Set of tasks:
(a) Copy out the article on state tax developments for tax-exempt organizations word for word, from "In Options Imagines" to "of Human Services.".
(b) Pick up the article on state tax developments affecting tax-exempt organizations where it stops, and carry it forward.

Source extract:
State law developments could impact tax-exempt organizations

  • State tax developments, highlighted below, will be of interest to tax-exempt organizations in Mississippi, New Jersey, Rhode Island, South Carolina, Tennessee and Wisconsin.
  • The recent developments cover an array of topics affecting tax-exempt organizations, including tax credits and indirect tax guidance.

The following state tax developments could affect tax-exempt organizations operating in certain states. Given the possible effects on their operations, tax-exempt organizations should consider monitoring their respective states' tax developments regularly.


On April 25, 2024, Mississippi Governor Tate Reeves approved legislation (SB 2476) that indefinitely extends the personal income tax credit for voluntary cash contributions to qualifying charitable organizations and charitable foster care organizations. The credit had been set to expire on January 1, 2025.

New Jersey

On April 17, 2024, the New Jersey Superior Court, Appellate Division affirmed a New Jersey Tax Court ruling that a property owned by a non-profit organization qualified for a charitable tax exemption.

In Options Imagines v. Parsippany-Troy Hills Township, No. A-1144-22, the court considered whether a two bedroom condo owned by a non-profit entity providing support services to persons with intellectual and developmental disabilities qualified for property tax exemption. The court determined that the non-profit entity used the condo in furtherance of the entity's charitable purpose by housing those individuals with disabilities and providing them with support services approved by New Jersey's Department of Human Services.

Rhode Island

On May 2, 2024, the Rhode Island Supreme Court held that the City of Pawtucket could not receive Payment in Lieu of Taxes (PILOT) funding in connection with two properties owned by Memorial Hospital in the city, because the hospital had relinquished its hospital license and thus did not satisfy the definition of a "nonprofit hospital facility."

The state of Rhode Island pays municipalities a portion of the property tax value of land held by tax-exempt nonprofit institutions, including hospitals and universities, that are exempt from paying property tax under state law. In City of Pawtucket v. The Rhode Island Department of Revenue, et al., No. 21-185, the court considered whether the city continued to qualify to receive such PILOT payments for Memorial Hospital's two properties after the hospital ceased to operate an emergency room and thereby relinquished its hospital license.

(Natural-language object grounding records)

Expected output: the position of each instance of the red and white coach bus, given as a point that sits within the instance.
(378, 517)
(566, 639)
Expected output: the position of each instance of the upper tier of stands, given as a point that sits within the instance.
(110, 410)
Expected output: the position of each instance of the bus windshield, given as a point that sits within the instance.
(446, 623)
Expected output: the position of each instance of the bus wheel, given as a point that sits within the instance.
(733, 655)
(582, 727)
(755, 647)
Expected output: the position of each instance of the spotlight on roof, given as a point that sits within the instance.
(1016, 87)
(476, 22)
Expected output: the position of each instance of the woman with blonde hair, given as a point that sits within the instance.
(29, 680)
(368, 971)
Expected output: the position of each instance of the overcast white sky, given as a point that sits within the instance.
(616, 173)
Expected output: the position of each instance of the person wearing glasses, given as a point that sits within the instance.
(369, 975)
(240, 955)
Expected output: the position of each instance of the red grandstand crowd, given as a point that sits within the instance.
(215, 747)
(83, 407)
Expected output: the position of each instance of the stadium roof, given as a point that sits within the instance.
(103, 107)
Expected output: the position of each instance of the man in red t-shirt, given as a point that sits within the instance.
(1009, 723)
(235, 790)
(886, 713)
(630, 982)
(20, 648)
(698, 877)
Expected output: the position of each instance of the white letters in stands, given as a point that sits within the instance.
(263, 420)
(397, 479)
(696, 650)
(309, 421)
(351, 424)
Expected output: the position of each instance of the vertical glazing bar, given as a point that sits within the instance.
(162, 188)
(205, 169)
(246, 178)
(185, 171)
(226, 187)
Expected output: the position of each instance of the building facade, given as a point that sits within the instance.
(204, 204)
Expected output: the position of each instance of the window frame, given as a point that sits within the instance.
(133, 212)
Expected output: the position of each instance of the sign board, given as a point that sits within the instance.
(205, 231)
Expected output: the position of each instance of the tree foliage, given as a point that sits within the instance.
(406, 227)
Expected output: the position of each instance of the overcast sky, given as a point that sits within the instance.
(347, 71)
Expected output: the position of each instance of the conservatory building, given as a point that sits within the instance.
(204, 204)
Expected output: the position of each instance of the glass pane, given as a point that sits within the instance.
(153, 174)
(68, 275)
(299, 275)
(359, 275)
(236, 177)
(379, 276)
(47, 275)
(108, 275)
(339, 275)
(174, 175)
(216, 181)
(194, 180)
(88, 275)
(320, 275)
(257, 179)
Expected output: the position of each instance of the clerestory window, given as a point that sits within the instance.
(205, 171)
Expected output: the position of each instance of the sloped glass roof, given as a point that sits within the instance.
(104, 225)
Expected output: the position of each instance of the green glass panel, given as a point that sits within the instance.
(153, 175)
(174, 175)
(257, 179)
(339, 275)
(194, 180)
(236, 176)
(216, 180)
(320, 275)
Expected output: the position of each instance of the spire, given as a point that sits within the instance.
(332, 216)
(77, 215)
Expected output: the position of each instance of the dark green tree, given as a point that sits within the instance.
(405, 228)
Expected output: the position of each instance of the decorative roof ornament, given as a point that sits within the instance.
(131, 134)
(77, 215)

Exercise responses:
(a)
In Options Imagines v. Parsippany-Troy Hills Township, No. A-1144-22, the court considered whether a two bedroom condo owned by a non-profit entity providing support services to persons with intellectual and developmental disabilities qualified for property tax exemption. The court determined that the non-profit entity used the condo in furtherance of the entity's charitable purpose by housing those individuals with disabilities and providing them with support services approved by New Jersey's Department of Human Services.

(b)
The city argued it was entitled to PILOT payments because two licensed hospital affiliates of Memorial Hospital continued to provide medical services at the properties. But the court held that the city no longer qualified to receive PILOT funding for the properties because Memorial Hospital owned those properties and was no longer a licensed hospital.

South Carolina

On March 22, 2024, the South Carolina Administrative Law Court (ALC) ruled that a private college could not claim a property tax exemption on a building it leased from a for-profit real estate development company for the purposes of providing student housing.

In Oakland Mills Development Group LLC v. Department of Revenue, No. 22-ALJ-17-0442-CC, the ALC found that Newberry College did not qualify for the property tax exemption under Section 12-37-220(A0(2) of the South Carolina Code because it did not itself own the subject property, as leasehold interests do not qualify for the exemption.


In two recent Tennessee Administrative Law Judge (ALJ) decisions, religions institutions were granted property tax exemptions on land deemed to be used in furtherance of their religious or charitable purposes.

In Restoration Southside Church v. Hamilton Country Assessor's Office, No. 53.06-237038J, an ALJ for the Tennessee Board of Equalization ruled that a building and parking lot purchased by a church qualified for property tax exemption. The ALJ determined that the property was used in furtherance of religious and charitable purposes despite being used for some non-exempt purposes before the church applied for the exemption.

In Straitway Truth Ministry v. Macon County Assessor's Office, No. 53.06-23692J, an ALJ for the Tennessee Board of Equalization ruled that property owned by a religious ministry qualified for a property tax exemption because it was used in furtherance of the entity's mission of "living off the land." The ALJ determined that the group's primary parsonage, a building used to store equipment, supplies and livestock, and vacant land used on feast days, both furthered the group's religious mission.


On March 14, 2024, the Wisconsin Supreme Court affirmed an appellate court ruling that a religious institution and four of its subsidiary organizations did not qualify for a religious-purposes exemption from the requirement that it contribute to the state's unemployment insurance fund.

In Catholic Charities Bureau Inc. v. Wisconsin Labor and Industry Review Commission, No. 2020AP2007, the Court ruled 4-3 that the entities did not qualify for the religious purposes exemption in Section 108.02(15)(h) of Wisconsin Statutes because they were not operated primarily for religious purposes. According to the majority, the activities of the organizations - providing services to persons with developmental and mental health disabilities - were primarily secular in nature. The religious motivation behind providing the services alone was not enough to satisfy the exemption criteria, the majority ruled.


These decisions reflect a complex and evolving landscape for state and local tax exemptions for charitable and religious entities in different jurisdictions. Tax-exempt organizations should continue to closely monitor legal developments in their respective states and localities to understand their tax obligations, opportunities for exemptions or credits, and other tax developments that may affect them.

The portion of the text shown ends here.